[Natural-language object grounding data]
↓↓↓

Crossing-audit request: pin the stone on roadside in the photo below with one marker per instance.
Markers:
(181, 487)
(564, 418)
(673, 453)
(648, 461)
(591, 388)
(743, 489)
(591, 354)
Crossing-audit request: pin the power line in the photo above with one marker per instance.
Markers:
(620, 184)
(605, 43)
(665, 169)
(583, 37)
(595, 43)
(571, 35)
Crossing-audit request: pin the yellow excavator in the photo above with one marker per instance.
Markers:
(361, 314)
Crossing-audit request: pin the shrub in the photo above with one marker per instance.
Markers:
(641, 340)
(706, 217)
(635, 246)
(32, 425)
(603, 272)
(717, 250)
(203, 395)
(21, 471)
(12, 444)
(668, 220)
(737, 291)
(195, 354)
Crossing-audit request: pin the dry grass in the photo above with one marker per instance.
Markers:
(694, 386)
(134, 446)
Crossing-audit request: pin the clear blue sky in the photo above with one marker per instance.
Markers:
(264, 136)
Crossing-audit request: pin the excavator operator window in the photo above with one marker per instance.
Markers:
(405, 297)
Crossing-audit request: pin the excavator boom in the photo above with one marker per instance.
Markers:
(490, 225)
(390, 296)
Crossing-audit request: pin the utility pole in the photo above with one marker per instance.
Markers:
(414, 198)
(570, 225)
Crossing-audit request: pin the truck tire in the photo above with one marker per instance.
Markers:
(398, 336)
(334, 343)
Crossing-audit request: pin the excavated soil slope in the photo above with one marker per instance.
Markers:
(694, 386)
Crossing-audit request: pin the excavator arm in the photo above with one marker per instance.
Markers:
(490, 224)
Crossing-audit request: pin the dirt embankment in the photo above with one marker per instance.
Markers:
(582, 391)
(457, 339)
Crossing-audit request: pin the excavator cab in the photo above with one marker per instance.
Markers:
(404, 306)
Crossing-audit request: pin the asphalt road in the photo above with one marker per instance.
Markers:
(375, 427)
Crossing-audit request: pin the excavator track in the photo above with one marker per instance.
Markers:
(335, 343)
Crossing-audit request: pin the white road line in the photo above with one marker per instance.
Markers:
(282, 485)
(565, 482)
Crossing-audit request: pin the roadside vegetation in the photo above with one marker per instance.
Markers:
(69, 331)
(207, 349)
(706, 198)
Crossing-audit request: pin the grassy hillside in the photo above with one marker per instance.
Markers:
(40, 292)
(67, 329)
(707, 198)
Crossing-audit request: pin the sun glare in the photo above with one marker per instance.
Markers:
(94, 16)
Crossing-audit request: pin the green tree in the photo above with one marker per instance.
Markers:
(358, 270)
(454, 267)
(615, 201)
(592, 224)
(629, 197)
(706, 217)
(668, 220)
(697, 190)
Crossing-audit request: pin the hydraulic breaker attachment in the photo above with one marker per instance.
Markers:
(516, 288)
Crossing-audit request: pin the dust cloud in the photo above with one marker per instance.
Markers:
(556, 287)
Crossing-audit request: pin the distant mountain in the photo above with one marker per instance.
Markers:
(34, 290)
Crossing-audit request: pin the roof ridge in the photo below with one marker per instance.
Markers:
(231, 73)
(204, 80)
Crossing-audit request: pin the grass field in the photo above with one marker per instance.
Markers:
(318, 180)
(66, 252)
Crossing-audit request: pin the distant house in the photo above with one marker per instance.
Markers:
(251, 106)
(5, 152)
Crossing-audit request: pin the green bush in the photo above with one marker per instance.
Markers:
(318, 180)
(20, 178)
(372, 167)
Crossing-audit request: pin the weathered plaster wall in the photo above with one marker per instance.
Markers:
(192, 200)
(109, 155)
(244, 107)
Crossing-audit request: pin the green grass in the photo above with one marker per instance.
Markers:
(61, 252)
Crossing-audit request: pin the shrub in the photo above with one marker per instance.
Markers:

↑↑↑

**TASK TO COMPLETE**
Copy out every line in the entries above that holds "below".

**FINISHED EXERCISE**
Crossing-audit request: pin the stone on roadside in the photo below with one marker per instance.
Crossing-audit request: pin the roof ridge in the photo below with one marker per instance.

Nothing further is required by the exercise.